Required task A: Pull out each line of the records that contains the word "lawn".

Selected passage:
═══

I think PeaceHealth might start slightly lower than places in Portland, but not by too much from a cursory glance. Looks like they will hire ADNs (BSN preferred, of course) and new grads.
And what oceanblue52
said about income tax vs sales tax was my point about getting a job/living in vancouver. If you work in oregon, regardless of where you live, you'll have to pay income tax on salary earned in oregon, and we have, like, the second or third highest income tax in the country. Washington, on the other hand, has no income tax, but is in the top five highest in the country for sales tax. So folks who live and work in vancouver are able to take advantage of lower rents and no income tax, and hop the river to portland to buy consumer goods sales tax-free.

═══

(Location annotation dataset excerpts)
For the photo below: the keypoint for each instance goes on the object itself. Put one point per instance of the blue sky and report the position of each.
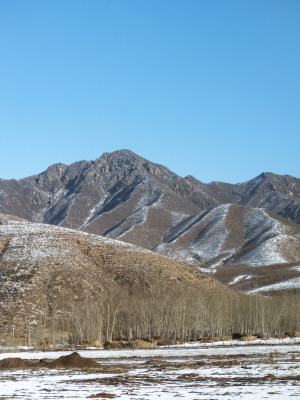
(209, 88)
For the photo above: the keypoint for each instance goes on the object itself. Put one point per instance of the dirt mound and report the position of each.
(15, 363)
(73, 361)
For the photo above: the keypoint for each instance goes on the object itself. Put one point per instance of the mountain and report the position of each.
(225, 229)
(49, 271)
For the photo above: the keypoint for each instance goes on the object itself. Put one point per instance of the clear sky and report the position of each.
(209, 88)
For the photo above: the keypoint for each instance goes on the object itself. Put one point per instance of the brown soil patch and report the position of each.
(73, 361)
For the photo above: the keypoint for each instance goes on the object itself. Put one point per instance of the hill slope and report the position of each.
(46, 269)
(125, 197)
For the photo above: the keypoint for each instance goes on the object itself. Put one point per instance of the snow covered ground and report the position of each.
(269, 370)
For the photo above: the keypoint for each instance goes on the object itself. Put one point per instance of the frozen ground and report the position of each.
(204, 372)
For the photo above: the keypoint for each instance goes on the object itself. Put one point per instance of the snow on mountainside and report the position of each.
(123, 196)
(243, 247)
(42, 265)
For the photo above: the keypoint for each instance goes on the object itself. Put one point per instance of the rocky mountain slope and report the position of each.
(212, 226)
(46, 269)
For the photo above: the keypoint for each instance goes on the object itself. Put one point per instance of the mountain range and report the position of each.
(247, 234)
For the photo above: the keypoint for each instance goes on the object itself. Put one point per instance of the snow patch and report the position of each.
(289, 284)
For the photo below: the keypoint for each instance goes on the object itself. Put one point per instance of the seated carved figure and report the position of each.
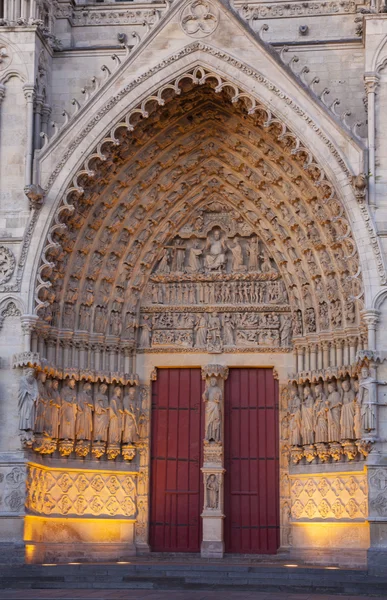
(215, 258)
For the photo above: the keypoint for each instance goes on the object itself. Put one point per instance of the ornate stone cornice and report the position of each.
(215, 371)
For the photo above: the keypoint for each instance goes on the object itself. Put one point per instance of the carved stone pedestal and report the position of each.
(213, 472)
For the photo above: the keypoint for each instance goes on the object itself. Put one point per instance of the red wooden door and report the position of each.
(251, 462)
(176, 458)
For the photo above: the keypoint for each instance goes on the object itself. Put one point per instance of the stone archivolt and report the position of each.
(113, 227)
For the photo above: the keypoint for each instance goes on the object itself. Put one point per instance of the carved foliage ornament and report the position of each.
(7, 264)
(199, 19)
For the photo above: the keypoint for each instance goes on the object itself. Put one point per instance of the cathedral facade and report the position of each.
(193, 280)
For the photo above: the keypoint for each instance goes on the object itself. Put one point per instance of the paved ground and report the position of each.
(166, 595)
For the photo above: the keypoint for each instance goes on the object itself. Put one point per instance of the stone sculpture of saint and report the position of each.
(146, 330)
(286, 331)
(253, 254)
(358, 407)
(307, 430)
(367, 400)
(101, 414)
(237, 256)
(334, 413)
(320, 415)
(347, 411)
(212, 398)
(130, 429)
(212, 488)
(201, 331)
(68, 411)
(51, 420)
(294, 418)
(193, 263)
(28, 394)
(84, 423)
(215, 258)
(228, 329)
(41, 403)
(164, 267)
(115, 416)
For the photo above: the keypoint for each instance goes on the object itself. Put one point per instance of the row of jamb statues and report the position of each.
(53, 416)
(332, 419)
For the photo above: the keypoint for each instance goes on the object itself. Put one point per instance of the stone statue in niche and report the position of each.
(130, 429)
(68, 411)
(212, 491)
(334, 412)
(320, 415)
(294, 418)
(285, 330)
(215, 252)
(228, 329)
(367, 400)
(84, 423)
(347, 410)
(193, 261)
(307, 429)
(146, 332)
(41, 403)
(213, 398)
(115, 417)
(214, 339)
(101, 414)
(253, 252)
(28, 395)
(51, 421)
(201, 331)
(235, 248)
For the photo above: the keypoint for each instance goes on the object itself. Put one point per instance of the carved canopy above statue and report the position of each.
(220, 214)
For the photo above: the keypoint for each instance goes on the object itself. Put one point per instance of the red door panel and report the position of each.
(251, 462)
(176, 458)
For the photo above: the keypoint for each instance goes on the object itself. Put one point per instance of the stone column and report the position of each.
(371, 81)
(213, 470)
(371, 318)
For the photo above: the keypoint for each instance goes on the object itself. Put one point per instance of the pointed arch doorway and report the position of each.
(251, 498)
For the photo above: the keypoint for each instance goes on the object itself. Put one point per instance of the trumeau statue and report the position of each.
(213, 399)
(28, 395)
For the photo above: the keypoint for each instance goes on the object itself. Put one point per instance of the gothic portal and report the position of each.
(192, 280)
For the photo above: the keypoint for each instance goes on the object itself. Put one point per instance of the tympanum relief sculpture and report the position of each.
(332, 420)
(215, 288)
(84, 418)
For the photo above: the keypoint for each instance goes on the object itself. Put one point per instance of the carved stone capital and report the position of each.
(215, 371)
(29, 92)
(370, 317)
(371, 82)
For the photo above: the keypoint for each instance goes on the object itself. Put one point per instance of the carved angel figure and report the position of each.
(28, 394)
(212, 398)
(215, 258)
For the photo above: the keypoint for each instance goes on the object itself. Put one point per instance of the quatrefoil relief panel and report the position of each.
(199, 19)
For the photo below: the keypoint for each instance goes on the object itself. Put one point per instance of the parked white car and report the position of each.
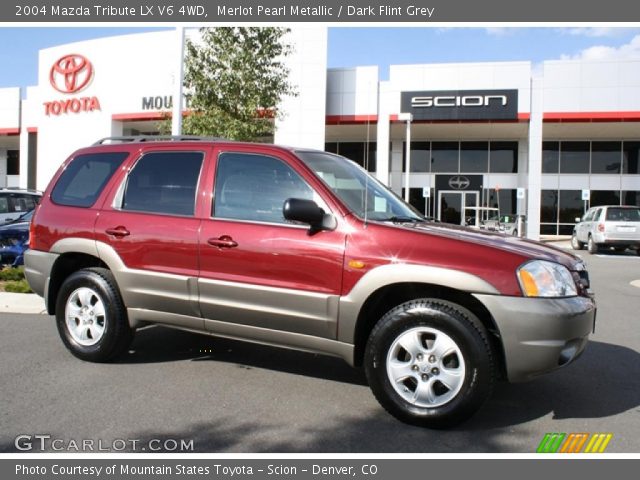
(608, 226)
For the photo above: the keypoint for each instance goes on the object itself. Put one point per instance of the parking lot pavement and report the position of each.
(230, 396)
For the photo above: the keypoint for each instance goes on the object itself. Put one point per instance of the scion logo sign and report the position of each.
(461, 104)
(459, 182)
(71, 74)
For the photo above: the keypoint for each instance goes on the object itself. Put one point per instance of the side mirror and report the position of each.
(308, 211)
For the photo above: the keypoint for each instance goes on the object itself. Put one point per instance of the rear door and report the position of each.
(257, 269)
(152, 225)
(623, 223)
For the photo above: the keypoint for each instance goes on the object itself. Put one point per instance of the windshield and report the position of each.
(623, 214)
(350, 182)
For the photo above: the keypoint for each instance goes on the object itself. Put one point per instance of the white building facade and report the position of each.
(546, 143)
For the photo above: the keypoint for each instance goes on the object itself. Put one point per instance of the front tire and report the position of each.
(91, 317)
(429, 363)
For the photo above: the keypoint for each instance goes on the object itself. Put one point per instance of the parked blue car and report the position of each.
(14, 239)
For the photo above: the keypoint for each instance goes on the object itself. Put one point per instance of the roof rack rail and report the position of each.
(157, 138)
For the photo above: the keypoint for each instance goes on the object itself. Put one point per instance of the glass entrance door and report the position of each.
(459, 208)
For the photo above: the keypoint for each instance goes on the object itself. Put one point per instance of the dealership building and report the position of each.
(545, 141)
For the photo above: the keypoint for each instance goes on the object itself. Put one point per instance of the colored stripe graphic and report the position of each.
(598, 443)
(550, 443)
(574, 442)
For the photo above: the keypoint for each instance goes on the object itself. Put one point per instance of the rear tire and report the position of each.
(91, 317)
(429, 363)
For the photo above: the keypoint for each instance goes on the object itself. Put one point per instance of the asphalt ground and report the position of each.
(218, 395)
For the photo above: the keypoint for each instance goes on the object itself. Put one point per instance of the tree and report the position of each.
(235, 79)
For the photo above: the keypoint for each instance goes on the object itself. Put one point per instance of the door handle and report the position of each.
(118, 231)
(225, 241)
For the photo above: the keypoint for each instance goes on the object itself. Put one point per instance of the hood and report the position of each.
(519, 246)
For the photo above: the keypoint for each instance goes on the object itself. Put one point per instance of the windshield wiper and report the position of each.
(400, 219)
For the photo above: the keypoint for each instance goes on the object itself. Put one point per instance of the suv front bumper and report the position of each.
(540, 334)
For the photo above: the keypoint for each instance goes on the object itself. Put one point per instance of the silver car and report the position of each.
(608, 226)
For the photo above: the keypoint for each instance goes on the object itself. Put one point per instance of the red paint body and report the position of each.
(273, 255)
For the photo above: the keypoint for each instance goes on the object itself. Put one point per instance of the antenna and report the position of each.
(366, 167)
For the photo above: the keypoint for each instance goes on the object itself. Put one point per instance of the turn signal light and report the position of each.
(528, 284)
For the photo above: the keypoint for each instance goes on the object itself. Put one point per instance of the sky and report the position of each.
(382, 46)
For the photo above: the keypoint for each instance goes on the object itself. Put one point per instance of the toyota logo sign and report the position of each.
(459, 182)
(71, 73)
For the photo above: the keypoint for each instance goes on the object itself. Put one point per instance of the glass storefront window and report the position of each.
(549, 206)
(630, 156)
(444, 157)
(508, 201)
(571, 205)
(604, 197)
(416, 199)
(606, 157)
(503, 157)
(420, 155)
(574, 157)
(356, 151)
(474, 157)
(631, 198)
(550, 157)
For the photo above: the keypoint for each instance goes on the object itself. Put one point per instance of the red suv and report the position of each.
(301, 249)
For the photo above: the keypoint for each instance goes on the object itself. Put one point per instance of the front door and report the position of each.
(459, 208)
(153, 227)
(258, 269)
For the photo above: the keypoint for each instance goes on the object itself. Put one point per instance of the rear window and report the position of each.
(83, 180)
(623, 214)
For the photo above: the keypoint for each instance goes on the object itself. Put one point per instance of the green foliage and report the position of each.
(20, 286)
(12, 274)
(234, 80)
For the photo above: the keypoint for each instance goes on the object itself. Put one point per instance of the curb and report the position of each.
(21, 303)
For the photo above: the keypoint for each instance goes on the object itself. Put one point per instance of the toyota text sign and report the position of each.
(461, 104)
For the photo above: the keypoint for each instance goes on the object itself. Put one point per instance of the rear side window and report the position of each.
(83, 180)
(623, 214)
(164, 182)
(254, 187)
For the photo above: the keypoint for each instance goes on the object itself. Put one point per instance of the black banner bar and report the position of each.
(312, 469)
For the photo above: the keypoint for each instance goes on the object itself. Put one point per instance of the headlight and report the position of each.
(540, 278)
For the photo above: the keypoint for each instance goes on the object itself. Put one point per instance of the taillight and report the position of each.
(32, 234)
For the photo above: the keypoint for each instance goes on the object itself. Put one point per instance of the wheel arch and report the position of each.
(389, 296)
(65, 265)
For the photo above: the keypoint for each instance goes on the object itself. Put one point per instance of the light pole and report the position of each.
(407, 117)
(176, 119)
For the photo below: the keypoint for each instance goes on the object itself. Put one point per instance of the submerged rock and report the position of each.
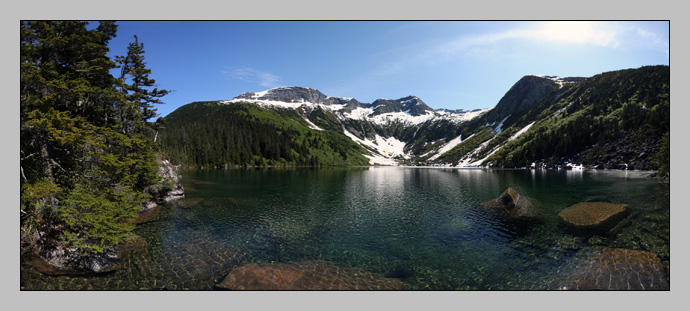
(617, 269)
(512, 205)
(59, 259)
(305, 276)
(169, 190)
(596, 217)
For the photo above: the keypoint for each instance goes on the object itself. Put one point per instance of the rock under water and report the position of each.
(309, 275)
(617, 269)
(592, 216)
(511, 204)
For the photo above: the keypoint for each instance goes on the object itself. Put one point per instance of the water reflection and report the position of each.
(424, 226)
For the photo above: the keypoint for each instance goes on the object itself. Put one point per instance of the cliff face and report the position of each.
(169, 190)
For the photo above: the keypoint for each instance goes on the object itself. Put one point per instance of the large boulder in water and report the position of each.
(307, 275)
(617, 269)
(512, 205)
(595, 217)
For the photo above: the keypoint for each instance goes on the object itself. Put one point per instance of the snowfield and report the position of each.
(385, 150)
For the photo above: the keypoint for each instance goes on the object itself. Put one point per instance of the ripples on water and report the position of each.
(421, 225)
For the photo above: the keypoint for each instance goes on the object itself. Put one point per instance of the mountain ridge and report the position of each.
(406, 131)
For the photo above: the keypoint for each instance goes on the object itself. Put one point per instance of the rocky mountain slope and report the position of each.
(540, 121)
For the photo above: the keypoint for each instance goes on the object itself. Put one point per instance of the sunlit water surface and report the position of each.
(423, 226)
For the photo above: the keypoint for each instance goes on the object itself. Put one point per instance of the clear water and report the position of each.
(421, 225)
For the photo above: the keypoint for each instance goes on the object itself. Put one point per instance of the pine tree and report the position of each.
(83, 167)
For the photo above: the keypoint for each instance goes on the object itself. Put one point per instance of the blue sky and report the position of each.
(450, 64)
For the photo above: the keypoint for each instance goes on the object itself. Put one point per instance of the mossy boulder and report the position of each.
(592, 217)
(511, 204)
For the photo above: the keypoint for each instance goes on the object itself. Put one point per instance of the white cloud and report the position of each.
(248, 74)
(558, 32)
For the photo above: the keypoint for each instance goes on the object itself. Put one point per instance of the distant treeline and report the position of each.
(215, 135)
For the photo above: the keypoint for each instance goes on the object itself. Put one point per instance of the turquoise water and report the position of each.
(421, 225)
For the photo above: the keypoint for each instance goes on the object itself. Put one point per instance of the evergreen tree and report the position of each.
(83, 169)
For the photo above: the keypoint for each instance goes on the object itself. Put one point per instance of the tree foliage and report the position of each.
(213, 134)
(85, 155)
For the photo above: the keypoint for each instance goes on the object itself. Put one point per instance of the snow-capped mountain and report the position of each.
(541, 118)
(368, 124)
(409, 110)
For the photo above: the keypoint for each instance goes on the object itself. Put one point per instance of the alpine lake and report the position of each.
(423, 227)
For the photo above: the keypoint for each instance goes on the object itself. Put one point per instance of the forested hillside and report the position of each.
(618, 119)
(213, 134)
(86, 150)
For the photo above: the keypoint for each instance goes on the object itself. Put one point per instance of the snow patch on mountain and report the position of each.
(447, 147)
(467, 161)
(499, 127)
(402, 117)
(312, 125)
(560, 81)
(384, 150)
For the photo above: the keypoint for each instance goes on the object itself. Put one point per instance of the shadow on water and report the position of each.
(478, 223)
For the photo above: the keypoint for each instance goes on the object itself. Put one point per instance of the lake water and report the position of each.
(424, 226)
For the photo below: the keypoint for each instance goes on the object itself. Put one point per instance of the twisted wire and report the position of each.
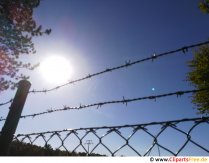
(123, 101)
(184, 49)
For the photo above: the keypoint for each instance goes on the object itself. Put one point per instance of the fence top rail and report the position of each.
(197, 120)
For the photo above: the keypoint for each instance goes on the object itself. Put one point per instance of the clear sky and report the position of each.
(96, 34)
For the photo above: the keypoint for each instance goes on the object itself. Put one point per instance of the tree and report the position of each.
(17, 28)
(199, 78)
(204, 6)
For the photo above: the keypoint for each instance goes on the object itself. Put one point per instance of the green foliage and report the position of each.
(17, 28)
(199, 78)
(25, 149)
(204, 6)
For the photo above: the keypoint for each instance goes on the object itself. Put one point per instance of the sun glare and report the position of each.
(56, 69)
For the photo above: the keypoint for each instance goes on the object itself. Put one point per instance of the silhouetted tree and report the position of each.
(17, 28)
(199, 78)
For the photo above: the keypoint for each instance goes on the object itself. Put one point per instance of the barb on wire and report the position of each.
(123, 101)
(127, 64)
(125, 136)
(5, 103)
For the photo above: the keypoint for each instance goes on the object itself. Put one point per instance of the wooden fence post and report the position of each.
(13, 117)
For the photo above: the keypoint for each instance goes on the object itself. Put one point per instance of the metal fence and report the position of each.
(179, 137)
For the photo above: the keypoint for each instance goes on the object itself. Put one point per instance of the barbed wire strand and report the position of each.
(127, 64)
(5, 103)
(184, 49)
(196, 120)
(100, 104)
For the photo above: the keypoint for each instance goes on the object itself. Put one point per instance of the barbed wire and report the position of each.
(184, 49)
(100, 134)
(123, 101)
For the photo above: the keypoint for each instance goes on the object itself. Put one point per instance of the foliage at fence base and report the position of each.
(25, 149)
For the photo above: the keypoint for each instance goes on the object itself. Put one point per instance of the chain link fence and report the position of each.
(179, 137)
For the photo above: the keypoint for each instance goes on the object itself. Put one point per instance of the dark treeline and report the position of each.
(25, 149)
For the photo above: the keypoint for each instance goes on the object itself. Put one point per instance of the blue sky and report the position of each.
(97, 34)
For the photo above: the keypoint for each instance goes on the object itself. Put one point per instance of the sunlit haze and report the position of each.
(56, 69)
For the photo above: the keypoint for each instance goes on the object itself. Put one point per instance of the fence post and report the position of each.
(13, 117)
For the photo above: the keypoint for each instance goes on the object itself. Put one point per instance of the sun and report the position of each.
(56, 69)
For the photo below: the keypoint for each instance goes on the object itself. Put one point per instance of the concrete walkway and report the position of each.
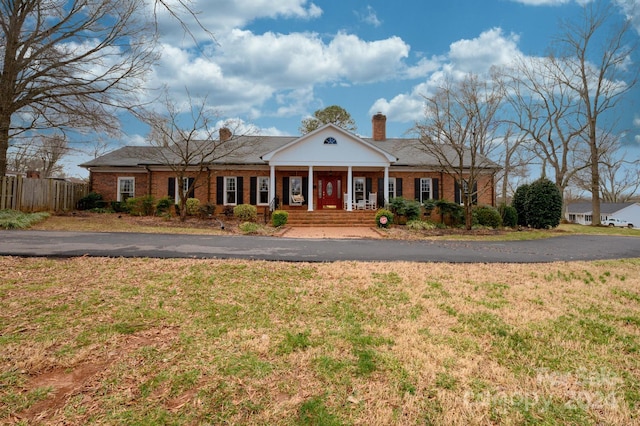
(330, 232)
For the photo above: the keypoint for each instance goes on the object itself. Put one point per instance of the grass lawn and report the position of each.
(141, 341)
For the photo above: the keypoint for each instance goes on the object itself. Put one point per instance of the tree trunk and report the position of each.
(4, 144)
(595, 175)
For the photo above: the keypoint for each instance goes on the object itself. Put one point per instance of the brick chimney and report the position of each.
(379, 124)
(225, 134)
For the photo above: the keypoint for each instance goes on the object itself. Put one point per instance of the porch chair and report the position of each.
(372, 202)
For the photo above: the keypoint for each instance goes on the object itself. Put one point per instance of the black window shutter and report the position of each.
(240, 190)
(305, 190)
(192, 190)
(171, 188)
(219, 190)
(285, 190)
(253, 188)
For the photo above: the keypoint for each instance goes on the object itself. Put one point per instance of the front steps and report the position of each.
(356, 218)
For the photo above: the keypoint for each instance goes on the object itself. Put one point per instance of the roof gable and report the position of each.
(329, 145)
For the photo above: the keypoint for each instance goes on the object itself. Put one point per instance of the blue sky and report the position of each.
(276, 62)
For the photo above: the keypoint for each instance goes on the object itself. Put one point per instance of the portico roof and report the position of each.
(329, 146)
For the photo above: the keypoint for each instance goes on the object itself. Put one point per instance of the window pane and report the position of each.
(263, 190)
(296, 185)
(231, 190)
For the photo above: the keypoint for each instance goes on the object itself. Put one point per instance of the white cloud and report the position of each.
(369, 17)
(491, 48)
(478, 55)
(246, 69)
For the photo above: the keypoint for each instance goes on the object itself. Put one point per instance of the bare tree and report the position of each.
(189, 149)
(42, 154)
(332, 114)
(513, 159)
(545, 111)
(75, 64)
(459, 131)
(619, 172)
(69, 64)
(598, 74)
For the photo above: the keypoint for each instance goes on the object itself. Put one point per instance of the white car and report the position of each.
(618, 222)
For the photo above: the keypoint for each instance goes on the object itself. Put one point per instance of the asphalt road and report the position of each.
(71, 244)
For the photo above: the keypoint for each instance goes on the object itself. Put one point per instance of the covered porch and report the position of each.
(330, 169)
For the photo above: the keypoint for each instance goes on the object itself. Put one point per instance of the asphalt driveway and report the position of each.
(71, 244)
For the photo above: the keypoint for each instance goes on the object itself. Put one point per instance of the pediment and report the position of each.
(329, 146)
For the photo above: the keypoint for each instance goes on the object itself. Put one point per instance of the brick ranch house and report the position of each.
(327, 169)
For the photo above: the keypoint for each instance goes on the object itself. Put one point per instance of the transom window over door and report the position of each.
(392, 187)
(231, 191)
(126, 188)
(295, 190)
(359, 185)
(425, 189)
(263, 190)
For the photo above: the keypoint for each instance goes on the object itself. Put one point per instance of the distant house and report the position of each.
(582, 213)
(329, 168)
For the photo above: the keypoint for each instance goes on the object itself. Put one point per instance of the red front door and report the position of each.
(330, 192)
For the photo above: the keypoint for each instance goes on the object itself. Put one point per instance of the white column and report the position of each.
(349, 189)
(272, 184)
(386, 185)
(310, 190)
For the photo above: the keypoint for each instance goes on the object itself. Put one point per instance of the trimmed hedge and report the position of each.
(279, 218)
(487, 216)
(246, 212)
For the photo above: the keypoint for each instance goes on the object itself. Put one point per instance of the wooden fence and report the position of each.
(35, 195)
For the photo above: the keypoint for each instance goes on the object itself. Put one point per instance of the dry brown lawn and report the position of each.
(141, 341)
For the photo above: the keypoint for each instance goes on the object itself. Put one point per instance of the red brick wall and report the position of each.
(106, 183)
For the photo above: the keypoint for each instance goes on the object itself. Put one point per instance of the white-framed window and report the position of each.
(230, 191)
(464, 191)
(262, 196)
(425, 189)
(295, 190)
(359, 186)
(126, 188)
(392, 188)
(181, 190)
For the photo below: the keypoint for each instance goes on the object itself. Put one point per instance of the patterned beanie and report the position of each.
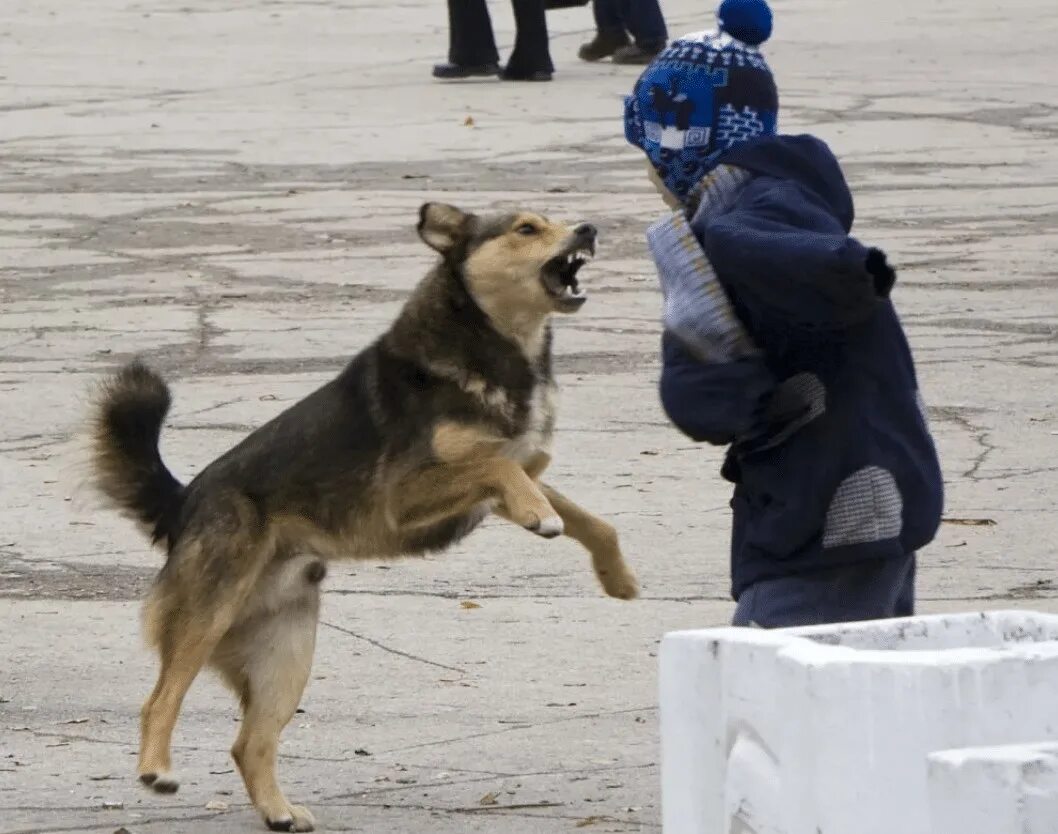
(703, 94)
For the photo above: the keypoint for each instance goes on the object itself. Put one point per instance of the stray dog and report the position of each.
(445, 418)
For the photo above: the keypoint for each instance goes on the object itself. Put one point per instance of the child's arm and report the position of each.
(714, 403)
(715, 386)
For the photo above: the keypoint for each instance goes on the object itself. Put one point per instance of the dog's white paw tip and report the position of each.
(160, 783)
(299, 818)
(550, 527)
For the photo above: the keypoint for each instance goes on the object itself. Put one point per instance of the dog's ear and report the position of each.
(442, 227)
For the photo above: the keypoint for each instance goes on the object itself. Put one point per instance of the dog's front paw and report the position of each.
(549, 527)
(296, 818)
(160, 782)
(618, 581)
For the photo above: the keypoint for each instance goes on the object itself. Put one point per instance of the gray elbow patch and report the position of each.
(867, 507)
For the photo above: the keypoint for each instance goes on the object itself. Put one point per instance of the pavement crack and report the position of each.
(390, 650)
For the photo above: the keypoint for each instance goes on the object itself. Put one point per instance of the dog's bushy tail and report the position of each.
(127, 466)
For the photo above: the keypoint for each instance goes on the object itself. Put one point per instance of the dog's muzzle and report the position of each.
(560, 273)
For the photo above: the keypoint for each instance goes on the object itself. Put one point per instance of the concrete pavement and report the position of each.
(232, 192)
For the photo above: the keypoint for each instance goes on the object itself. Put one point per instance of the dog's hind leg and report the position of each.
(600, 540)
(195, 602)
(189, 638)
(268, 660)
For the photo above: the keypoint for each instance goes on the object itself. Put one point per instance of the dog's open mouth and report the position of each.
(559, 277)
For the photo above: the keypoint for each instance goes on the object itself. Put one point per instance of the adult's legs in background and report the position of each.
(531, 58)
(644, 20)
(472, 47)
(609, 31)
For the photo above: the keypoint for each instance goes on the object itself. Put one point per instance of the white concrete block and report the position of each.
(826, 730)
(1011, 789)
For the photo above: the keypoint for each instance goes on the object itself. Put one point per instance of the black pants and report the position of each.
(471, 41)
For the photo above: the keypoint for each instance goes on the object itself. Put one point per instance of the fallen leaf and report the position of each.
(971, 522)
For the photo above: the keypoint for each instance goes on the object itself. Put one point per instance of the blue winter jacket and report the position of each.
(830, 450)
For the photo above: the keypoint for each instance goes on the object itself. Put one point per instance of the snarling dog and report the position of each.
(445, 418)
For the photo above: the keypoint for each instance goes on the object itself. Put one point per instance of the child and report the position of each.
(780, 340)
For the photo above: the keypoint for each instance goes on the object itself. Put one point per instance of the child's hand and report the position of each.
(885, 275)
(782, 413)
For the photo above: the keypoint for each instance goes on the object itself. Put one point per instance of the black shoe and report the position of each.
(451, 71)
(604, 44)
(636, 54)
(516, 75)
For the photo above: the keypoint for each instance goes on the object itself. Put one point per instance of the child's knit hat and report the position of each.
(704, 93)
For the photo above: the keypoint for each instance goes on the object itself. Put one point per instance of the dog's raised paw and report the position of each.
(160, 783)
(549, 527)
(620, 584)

═══

Required task B: Resume the forum post about nursing jobs and taxes in Portland and Vancouver, picking up right after its final sentence.

Task answer A:
For the photo above: the keypoint for each instance goes on the object itself. Put one point per instance of the grass lawn and report the position of each.
For the photo above: the keypoint for each instance goes on the object itself. Put one point per instance of the dry brown lawn and report the position of each.

Task answer B:
You still haven't defined what living comfortably means to you, though. For my spouse and me, living comfortably means having a house with a garden, paying off our debts, and becoming financially independent so we can pursue the types of work that are more meaningful to us than just a paycheck*. My spouse works, so we have two incomes and no kids, but based on the way we spend/save money, we have been able to buy a house in the [inner] Portland market and pay off my student loans (after about 1.5 years of her working in her career and less than a year of me working in nursing). If she lost/quit her job, we'd still be able to afford our mortgage and expenses on my salary alone, we just wouldn't be able to save as much. It's more important to us to save and build our wealth now than go out all the time or have the newest technology, so while we do travel and go out to eat from time to time, we do it on the cheap and take as much advantage of free entertainment as we can (eg. the pnw is BEAUTIFUL and has amazing hiking options). Other than our mortgage and one measly student loan from her undergrad, we're debt-free and plan to keep it that way, even as I pursue grad school. But if living comfortably for you means sending your kid to private school, taking multiple huge vacations each year, buying a mcmansion, driving a BMW, and continuing your education, well...it might not be doable on a single nursing salary without incurring lots of debt.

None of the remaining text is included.